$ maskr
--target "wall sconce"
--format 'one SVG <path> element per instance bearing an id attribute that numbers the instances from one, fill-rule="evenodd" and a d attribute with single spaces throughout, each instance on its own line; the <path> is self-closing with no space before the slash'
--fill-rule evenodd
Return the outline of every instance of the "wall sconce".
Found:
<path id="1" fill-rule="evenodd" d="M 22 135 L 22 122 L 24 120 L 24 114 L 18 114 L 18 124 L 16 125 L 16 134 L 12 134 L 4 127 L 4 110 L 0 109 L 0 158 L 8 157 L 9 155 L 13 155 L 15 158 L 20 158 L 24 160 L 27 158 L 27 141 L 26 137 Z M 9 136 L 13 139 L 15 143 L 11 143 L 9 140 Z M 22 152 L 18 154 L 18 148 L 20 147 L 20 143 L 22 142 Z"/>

Problem to work on:
A verbatim transcription is required of the lines from the one with "--fill-rule evenodd" through the final line of the entries above, and of nothing else.

Solution to this exercise:
--fill-rule evenodd
Return the outline of every instance of the "wall sconce".
Found:
<path id="1" fill-rule="evenodd" d="M 22 135 L 22 122 L 24 120 L 24 114 L 18 114 L 18 124 L 16 125 L 16 134 L 12 134 L 4 127 L 4 110 L 0 109 L 0 158 L 8 157 L 9 155 L 13 155 L 15 158 L 20 158 L 24 160 L 27 158 L 27 141 L 26 137 Z M 9 136 L 13 139 L 15 143 L 11 143 L 9 140 Z M 22 152 L 18 154 L 18 148 L 20 147 L 20 143 L 22 142 Z"/>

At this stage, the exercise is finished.